Records for the exercise.
—————
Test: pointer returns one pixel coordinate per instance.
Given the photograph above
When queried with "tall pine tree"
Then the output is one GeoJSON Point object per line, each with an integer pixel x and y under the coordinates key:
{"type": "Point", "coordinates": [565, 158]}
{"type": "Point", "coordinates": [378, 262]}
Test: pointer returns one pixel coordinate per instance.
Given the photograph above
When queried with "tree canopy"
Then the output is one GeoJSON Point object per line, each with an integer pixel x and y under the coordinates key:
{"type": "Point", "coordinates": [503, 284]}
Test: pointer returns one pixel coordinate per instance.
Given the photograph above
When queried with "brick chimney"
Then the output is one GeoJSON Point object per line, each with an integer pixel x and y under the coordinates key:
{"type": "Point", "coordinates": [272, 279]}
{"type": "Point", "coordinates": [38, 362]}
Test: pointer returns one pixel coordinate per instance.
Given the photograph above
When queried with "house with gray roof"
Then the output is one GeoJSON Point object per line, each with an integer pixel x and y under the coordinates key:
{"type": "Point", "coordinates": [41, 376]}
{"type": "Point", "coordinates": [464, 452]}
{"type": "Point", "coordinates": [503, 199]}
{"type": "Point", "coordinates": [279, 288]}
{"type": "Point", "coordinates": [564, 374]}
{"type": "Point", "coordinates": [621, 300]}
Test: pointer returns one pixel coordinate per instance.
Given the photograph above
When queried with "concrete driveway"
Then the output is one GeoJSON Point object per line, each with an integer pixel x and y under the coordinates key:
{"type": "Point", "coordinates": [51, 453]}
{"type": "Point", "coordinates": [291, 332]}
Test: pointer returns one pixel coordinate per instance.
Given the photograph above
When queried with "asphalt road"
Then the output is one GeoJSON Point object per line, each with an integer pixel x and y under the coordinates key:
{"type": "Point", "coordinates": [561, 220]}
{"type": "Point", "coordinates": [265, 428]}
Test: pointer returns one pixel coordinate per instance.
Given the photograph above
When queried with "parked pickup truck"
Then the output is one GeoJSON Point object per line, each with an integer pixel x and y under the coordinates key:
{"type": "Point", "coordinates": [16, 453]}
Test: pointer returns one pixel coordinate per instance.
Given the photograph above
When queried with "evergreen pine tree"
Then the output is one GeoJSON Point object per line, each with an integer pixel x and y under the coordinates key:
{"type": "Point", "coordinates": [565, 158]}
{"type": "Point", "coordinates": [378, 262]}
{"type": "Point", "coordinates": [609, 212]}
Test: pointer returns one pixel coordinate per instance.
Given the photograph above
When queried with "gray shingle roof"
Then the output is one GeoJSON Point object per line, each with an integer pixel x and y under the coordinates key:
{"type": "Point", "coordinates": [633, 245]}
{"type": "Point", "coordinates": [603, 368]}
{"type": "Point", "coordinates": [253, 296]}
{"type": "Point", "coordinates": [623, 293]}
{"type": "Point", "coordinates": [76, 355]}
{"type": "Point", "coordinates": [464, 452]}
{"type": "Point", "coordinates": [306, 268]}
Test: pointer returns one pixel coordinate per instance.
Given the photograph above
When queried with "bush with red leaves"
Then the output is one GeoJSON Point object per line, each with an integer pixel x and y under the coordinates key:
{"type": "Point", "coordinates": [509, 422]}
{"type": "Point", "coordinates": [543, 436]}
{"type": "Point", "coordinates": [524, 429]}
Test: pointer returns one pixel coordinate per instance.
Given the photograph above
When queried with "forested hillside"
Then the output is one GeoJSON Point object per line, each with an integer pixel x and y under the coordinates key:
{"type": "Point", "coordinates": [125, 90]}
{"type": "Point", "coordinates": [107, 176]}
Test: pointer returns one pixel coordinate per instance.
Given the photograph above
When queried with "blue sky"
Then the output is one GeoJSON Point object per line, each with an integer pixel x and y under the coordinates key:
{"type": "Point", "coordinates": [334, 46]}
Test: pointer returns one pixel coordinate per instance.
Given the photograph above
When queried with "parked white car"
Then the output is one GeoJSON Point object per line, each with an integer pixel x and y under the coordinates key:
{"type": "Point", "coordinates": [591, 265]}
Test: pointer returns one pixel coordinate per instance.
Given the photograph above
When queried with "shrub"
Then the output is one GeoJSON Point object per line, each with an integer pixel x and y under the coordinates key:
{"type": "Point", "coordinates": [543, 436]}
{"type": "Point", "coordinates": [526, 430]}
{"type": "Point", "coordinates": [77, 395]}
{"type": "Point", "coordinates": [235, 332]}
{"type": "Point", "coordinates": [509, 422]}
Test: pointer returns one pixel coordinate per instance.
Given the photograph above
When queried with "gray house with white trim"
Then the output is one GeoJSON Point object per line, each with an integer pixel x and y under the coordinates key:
—————
Work instructions. Print the whole listing again, exactly.

Reply to the exercise.
Test: pointer returns one pixel coordinate per instance.
Given the photograph above
When queried with "tall pine tree"
Then the output is one GeoJSON Point object per line, each with an integer pixel x and y under the coordinates key:
{"type": "Point", "coordinates": [565, 158]}
{"type": "Point", "coordinates": [378, 262]}
Test: pointer returns one pixel coordinate per instance.
Given the photograph above
When queried with "tree canopy"
Then the output is one GeoJSON Point object per line, each with an integer pixel x and y under the coordinates key:
{"type": "Point", "coordinates": [503, 284]}
Test: pointer returns one pixel coordinate per instance.
Given the photograph above
When queried with "brick chimney"
Then the output is one GeoJSON Point object per line, each with an integer pixel x and y under the coordinates key:
{"type": "Point", "coordinates": [272, 279]}
{"type": "Point", "coordinates": [38, 362]}
Test: pointer returns one pixel coordinate per instance.
Given the photograph above
When queried with "house with gray roof"
Then the output is one GeoJSON Point object per line, each with an integer pixel x and y under the coordinates key:
{"type": "Point", "coordinates": [41, 376]}
{"type": "Point", "coordinates": [464, 452]}
{"type": "Point", "coordinates": [503, 199]}
{"type": "Point", "coordinates": [279, 288]}
{"type": "Point", "coordinates": [564, 374]}
{"type": "Point", "coordinates": [621, 300]}
Test: pointer returns one pixel coordinate per instance.
Given the photograph above
When queried with "concrete driveway"
Then the output is one GeoJSON Point object per line, each with an integer pixel x and y under the coordinates key:
{"type": "Point", "coordinates": [51, 453]}
{"type": "Point", "coordinates": [291, 332]}
Test: pointer returns one pixel coordinate per instance.
Given the photograph above
When queried with "asphalt road"
Then the output is one GeoJSON Point object per line, each with an integer pixel x and y under the coordinates key:
{"type": "Point", "coordinates": [561, 220]}
{"type": "Point", "coordinates": [265, 428]}
Test: pointer returns one pixel coordinate per instance.
Given the photograph above
When queried with "parked pickup truck"
Then the output is one GeoJSON Point object per line, each with an integer pixel x and y under the coordinates key:
{"type": "Point", "coordinates": [16, 453]}
Test: pointer returns one pixel coordinate per instance.
Given the photograph above
When queried with "evergreen pine tree"
Then the output is one GeoJSON Point object per line, each with an integer pixel x and y under the coordinates key:
{"type": "Point", "coordinates": [565, 158]}
{"type": "Point", "coordinates": [378, 262]}
{"type": "Point", "coordinates": [609, 212]}
Test: pointer returns one pixel coordinate per instance.
Given the photograph above
When queried with "gray shingle roof"
Then the output is one GeoJSON Point object per line, each with an integer pixel x and y under the coordinates key:
{"type": "Point", "coordinates": [633, 245]}
{"type": "Point", "coordinates": [603, 368]}
{"type": "Point", "coordinates": [253, 296]}
{"type": "Point", "coordinates": [623, 293]}
{"type": "Point", "coordinates": [76, 355]}
{"type": "Point", "coordinates": [464, 452]}
{"type": "Point", "coordinates": [306, 268]}
Test: pointer returns one pixel coordinate per instance.
Given the photograph above
When queried with "bush with red leaves"
Then the output is one GeoJSON Point object per line, each with an integer pixel x and y under the coordinates key:
{"type": "Point", "coordinates": [509, 422]}
{"type": "Point", "coordinates": [543, 436]}
{"type": "Point", "coordinates": [524, 429]}
Test: pointer returns one pixel coordinate per instance.
Given the photograph above
When queried with "forested hillside"
Then the output is one GeoJSON Point object per line, each with an integer pixel x and y under the coordinates key:
{"type": "Point", "coordinates": [125, 90]}
{"type": "Point", "coordinates": [107, 176]}
Test: pointer returns one pixel coordinate per instance.
Given the photograph above
When queried with "blue sky"
Then the output is one GeoJSON Point object per line, each with an integer pixel x and y under the coordinates key:
{"type": "Point", "coordinates": [334, 46]}
Test: pointer returns one pixel coordinate per instance.
Given the photograph above
When queried with "parked white car"
Then the output is one GeoJSON Point object per line, each with an integer pixel x and y under the coordinates key:
{"type": "Point", "coordinates": [591, 265]}
Test: pointer returns one pixel coordinate per instance.
Given the photograph above
When queried with "shrub"
Then the output is one GeoJSON Point object per line, each with an integer pixel x and y under the coordinates key:
{"type": "Point", "coordinates": [543, 436]}
{"type": "Point", "coordinates": [526, 430]}
{"type": "Point", "coordinates": [77, 395]}
{"type": "Point", "coordinates": [235, 332]}
{"type": "Point", "coordinates": [509, 422]}
Test: pointer returns one pixel coordinate per instance.
Given the photograph above
When queried with "gray house with white trim"
Then the output is one GeoJSON Point object per line, each with an integer pixel x and y under the coordinates key:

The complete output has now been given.